Restate exactly the lines from the top of the listing below to the line containing "Drop one point per instance of the wrist."; the remaining lines are not wanted.

___ Material provided

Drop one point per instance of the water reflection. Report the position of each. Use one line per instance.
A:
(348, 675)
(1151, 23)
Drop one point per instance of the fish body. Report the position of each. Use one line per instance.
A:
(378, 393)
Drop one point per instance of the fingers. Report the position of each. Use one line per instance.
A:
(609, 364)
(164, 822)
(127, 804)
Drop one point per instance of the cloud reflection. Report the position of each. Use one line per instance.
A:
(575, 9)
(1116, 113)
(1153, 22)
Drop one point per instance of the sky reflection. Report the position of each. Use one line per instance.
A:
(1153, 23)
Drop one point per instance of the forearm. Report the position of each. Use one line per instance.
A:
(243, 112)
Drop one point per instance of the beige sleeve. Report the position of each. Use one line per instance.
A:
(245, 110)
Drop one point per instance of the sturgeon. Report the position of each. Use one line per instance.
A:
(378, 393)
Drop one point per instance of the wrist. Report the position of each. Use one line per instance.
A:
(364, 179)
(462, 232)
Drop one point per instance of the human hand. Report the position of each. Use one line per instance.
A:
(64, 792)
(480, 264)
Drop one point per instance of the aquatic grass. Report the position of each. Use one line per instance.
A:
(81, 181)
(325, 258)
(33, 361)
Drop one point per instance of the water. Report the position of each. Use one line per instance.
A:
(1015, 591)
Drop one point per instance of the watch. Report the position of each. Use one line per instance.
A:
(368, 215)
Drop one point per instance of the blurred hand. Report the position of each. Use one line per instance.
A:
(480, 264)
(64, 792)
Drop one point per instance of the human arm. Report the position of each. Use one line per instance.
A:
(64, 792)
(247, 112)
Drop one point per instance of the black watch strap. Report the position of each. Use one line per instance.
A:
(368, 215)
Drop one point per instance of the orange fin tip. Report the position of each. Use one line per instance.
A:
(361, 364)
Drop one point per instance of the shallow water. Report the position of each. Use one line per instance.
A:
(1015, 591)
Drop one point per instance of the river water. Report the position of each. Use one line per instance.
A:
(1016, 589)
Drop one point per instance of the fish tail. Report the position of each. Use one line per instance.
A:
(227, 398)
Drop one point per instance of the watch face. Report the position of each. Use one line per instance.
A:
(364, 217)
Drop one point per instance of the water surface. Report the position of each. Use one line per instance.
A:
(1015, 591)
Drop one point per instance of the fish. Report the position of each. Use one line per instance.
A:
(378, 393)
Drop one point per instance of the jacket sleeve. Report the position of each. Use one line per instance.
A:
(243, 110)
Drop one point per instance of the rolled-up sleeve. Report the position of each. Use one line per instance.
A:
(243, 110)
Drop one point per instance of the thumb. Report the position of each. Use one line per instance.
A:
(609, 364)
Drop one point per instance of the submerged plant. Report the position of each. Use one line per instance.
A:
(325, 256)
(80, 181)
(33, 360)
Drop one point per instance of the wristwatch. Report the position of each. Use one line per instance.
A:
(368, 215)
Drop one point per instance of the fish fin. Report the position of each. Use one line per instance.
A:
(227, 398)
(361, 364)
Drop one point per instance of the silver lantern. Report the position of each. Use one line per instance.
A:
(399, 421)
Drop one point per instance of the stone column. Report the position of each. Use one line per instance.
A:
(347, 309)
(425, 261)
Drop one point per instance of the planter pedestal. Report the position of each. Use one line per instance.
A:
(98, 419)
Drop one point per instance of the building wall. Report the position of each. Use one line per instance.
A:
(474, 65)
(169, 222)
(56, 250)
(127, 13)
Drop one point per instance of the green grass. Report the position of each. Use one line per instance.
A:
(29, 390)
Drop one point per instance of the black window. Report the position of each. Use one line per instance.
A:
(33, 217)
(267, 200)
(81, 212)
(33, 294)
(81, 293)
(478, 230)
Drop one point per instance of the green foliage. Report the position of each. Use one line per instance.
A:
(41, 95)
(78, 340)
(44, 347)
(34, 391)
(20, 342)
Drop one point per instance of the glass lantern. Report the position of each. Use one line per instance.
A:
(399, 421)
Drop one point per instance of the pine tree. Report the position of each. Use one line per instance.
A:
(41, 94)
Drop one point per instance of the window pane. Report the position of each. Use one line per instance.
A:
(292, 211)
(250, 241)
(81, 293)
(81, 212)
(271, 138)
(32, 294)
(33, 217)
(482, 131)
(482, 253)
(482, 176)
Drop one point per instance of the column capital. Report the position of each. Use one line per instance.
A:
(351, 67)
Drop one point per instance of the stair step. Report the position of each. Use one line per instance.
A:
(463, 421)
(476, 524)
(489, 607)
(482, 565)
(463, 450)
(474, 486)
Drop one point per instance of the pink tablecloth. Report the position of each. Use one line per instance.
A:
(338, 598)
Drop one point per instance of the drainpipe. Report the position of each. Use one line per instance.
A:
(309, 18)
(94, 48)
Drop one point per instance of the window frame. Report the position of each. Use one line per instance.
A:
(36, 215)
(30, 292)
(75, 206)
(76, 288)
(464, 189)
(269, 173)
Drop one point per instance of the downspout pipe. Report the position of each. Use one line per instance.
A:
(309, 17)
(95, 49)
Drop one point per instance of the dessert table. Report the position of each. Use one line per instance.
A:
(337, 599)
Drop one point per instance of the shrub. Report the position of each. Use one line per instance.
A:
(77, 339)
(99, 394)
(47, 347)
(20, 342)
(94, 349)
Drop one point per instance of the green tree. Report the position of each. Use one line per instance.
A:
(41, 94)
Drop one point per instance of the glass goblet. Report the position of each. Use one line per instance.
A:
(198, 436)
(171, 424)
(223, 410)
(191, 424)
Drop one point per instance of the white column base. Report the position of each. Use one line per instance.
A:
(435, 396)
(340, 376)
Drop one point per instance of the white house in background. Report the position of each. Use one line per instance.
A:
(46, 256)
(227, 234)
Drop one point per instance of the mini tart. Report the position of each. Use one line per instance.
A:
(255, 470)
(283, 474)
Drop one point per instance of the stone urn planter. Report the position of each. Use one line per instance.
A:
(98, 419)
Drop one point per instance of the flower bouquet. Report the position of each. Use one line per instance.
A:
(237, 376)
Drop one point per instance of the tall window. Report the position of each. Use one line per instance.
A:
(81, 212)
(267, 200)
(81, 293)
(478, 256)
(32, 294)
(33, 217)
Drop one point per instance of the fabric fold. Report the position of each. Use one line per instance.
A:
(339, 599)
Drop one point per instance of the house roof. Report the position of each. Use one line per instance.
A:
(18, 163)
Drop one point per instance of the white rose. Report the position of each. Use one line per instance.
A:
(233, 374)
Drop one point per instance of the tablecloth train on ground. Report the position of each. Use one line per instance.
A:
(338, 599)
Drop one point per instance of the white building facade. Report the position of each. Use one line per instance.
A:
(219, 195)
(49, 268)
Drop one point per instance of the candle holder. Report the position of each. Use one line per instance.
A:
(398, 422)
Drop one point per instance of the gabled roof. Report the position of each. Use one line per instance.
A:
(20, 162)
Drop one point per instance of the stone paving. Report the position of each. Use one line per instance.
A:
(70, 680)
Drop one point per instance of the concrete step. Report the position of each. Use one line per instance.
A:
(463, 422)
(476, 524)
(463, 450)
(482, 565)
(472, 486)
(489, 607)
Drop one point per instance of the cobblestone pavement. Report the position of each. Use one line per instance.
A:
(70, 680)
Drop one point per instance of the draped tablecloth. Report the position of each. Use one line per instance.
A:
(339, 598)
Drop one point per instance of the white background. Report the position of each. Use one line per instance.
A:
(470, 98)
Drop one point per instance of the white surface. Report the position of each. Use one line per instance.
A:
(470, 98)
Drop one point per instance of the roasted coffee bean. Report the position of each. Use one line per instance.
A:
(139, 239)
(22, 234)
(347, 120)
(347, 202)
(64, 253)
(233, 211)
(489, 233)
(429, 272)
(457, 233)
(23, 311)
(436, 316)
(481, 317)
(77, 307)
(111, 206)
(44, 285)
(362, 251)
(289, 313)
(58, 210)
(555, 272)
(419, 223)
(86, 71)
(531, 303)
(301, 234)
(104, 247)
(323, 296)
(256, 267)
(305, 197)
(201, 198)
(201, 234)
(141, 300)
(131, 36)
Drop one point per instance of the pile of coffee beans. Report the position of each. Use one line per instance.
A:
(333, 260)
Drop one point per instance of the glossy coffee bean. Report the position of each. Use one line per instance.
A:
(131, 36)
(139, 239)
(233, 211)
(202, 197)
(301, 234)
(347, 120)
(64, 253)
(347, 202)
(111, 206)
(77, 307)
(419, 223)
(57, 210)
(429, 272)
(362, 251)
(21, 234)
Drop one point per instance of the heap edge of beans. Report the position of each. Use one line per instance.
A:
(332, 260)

______

• Answer to the problem:
Drop one point per instance of the water reflection. Report the position of each. Use one line per instance.
A:
(348, 675)
(1151, 23)
Drop one point per instance of the fish body. Report the position of each. Use one line per instance.
A:
(378, 393)
Drop one point per instance of the fingers. Report the position of each. Use one line per instance.
A:
(609, 364)
(164, 822)
(127, 804)
Drop one point per instance of the cloud reflection. Report the position of each. Use one line per instance.
A:
(575, 9)
(1116, 113)
(1153, 22)
Drop one point per instance of the sky reflection. Report the position of each. Use one line per instance.
A:
(1153, 23)
Drop one point per instance of the forearm. Report the position of each. Use one line per instance.
A:
(243, 112)
Drop one point per instance of the beige sleeve. Report the position of each. Use one line per instance.
A:
(245, 110)
Drop one point per instance of the sturgeon. Report the position of each. Use one line per instance.
A:
(378, 393)
Drop one point per instance of the wrist. Report the position of each. Use one line per instance.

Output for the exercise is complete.